[What the task requires] Quote exactly the lines running from the line with "Question. For every instance of the city" to the end of the entries, including both, and nothing else.

┄┄┄┄┄┄┄┄┄┄┄┄┄┄┄┄┄┄┄┄

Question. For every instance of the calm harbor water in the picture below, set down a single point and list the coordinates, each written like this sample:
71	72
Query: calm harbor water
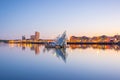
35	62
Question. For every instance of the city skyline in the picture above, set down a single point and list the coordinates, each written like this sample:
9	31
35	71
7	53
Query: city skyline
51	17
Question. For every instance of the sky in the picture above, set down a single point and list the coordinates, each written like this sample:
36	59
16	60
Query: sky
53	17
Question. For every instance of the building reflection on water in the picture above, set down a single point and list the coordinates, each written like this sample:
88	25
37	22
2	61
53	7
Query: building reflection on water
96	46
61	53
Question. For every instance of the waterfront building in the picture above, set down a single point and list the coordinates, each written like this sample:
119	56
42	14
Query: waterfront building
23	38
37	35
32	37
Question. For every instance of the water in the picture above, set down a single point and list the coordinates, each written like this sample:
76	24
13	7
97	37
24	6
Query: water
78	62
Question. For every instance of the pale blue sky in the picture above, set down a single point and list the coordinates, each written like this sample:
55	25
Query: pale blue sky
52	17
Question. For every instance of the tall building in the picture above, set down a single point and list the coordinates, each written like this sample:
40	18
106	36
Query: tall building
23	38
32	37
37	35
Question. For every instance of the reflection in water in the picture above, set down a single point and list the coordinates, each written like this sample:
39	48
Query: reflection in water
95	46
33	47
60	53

┄┄┄┄┄┄┄┄┄┄┄┄┄┄┄┄┄┄┄┄

[Task output]
Question. For every instance of the city skyline in the picture above, set down a single point and list the coordinates, each written like this sample:
9	31
35	71
7	53
Query: city skyline
51	17
Question. For every instance of the sky in the picture above, set down a single point and list the coordinates, each written like this sample:
36	59
16	60
Query: sky
53	17
Question. For every instance of the building reflection on water in the picture above, set down a single point and list the coordinates, each written like this sample:
88	25
37	22
2	61
53	7
Query: building reflection on water
96	46
61	53
Question. For every instance of the waterfront building in the picture above, set down a single point and list the coordinates, each written like this sample:
119	56
42	14
Query: waterfront building
23	38
37	35
32	37
Question. For every instance of the water in the picture above, set down a single point and list the coordinates, each written like this sample:
76	24
13	7
97	37
24	6
Query: water
78	62
Question. For every instance of the pale blue sky in the picture above, set down a single point and list the coordinates, each written like this sample:
55	25
Query: pale blue sky
52	17
Question. For every instance of the tall building in the picture above, set down a single point and list the coordinates, each written like this sample:
40	18
106	36
Query: tall building
23	38
32	37
37	35
Question. For every instance of the reflection in water in the picture above, set down a single point and list the coordinates, each written like this sample:
39	48
Query: reflection in water
95	46
33	47
60	53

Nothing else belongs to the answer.